━━━ DATA ROWS ━━━
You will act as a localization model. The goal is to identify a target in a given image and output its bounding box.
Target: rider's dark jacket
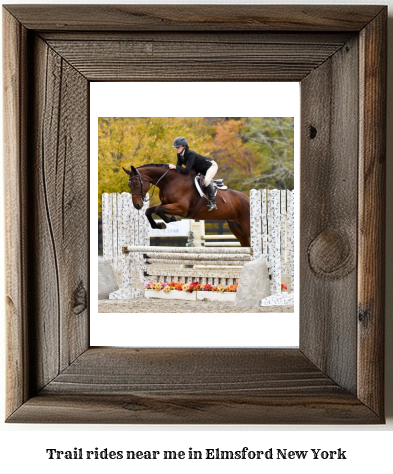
[176,148,213,175]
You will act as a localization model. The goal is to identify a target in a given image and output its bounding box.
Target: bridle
[128,168,170,202]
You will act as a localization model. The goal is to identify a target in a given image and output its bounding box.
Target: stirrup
[206,201,217,211]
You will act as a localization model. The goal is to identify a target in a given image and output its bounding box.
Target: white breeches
[205,161,218,186]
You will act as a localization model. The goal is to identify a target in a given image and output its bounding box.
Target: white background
[90,82,300,347]
[0,0,393,474]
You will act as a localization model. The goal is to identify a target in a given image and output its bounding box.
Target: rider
[169,137,218,211]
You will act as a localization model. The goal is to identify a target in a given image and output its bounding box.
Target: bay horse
[123,164,251,247]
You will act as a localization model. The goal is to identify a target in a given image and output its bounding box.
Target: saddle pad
[195,174,228,197]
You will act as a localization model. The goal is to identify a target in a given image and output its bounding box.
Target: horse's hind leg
[227,221,251,247]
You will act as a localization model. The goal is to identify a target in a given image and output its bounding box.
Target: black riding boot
[206,182,217,211]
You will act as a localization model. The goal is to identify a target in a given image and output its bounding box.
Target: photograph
[98,117,295,313]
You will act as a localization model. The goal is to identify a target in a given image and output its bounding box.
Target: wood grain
[31,37,89,388]
[4,5,386,423]
[45,38,342,81]
[5,5,381,33]
[3,8,29,413]
[300,35,358,394]
[358,10,387,413]
[9,348,377,424]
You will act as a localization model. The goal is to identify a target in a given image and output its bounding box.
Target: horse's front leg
[145,206,166,229]
[154,203,187,228]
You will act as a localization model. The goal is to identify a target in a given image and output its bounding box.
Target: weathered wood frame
[3,5,387,424]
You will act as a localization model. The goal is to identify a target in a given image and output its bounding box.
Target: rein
[128,168,170,202]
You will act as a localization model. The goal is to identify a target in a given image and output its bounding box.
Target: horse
[123,163,251,247]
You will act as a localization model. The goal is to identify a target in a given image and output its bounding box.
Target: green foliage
[98,117,294,216]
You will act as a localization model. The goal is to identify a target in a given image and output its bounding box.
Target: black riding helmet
[172,137,188,148]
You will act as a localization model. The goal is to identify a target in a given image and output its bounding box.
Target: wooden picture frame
[3,5,387,424]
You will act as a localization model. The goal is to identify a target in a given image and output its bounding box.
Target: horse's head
[123,166,151,210]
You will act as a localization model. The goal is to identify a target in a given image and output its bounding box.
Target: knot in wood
[308,229,355,280]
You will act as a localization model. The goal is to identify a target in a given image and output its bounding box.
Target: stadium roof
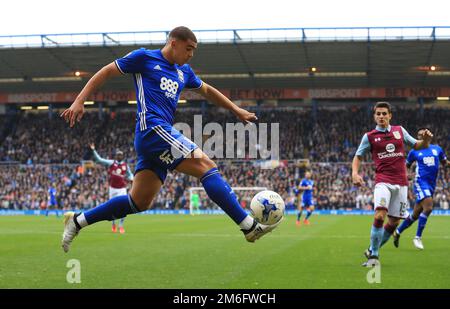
[0,27,450,93]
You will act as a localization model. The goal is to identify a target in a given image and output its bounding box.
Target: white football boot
[413,236,423,250]
[241,217,284,242]
[61,211,80,253]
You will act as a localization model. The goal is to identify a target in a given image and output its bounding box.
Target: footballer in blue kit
[61,27,281,252]
[393,128,450,250]
[296,171,314,226]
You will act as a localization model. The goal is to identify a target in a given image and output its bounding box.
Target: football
[250,190,285,225]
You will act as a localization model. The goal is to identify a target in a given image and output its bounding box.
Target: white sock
[239,215,255,230]
[75,213,89,227]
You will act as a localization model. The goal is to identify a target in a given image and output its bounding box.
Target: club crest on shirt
[177,69,184,83]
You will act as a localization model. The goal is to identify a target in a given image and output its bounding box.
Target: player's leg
[392,202,423,248]
[413,197,433,250]
[295,194,303,225]
[394,181,431,239]
[176,148,281,242]
[380,185,408,247]
[62,169,162,252]
[303,202,314,225]
[119,217,125,234]
[363,183,391,266]
[380,215,400,248]
[176,148,253,229]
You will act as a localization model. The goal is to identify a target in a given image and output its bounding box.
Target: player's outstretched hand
[235,108,258,124]
[60,100,84,128]
[352,174,365,187]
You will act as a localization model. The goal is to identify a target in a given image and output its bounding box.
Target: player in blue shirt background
[296,171,314,226]
[61,27,281,252]
[393,128,450,250]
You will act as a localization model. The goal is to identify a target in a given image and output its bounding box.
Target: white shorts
[374,182,408,218]
[109,187,127,199]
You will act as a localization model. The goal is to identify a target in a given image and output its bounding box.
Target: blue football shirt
[115,48,202,131]
[406,145,447,188]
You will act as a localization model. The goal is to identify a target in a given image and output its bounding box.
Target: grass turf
[0,215,450,289]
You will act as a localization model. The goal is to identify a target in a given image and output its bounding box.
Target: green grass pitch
[0,215,450,289]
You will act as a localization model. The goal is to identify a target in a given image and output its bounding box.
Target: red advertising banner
[0,87,450,103]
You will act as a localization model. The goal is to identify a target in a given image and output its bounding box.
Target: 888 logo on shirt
[159,76,179,99]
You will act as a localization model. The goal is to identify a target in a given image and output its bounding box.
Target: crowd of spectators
[0,107,450,209]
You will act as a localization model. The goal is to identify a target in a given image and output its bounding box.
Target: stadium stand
[0,106,450,209]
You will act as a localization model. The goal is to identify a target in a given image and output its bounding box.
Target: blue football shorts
[414,180,434,203]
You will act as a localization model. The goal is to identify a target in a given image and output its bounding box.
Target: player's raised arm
[197,82,258,124]
[60,62,122,127]
[352,156,364,187]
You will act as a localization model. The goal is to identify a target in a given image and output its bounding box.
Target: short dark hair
[373,102,392,114]
[169,26,197,43]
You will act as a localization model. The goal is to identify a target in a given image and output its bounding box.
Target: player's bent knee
[130,194,153,211]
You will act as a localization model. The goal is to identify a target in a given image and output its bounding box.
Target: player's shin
[75,195,139,228]
[397,214,416,234]
[370,219,383,256]
[380,223,396,248]
[416,213,428,238]
[200,168,253,230]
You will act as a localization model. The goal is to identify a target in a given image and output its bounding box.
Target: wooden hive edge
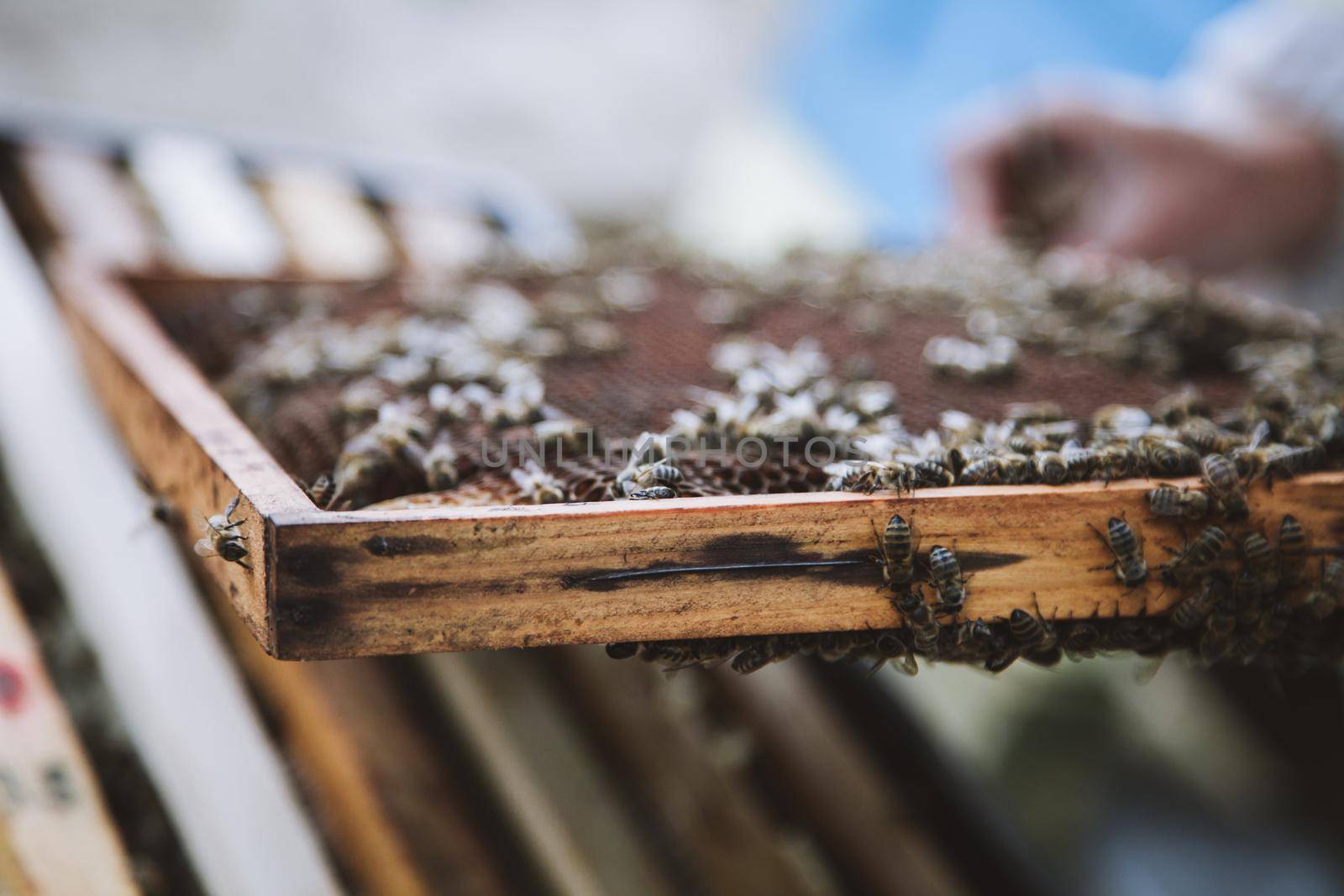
[49,253,313,652]
[262,471,1344,658]
[42,257,1344,659]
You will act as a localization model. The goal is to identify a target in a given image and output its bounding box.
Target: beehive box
[42,245,1344,658]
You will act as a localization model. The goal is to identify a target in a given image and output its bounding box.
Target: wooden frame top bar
[51,255,1344,658]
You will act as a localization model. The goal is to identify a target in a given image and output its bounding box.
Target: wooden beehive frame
[51,255,1344,658]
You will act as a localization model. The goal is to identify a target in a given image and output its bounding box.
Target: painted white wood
[130,133,285,277]
[262,165,395,280]
[0,574,139,896]
[0,212,340,896]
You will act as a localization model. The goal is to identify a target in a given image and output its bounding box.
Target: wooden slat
[262,473,1344,657]
[130,133,285,277]
[719,663,966,893]
[549,647,816,896]
[0,205,338,896]
[260,165,396,280]
[47,258,1344,658]
[387,200,499,274]
[422,652,674,896]
[220,588,507,896]
[50,255,313,647]
[0,571,139,896]
[18,144,155,270]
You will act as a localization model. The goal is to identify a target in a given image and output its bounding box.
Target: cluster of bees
[607,507,1344,676]
[203,231,1344,672]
━━━
# WHAT THE TASK ASKS
Show every line of the records above that contains the word "rider", matching case exactly.

# EXERCISE OUTPUT
Target: rider's dark jacket
Target: rider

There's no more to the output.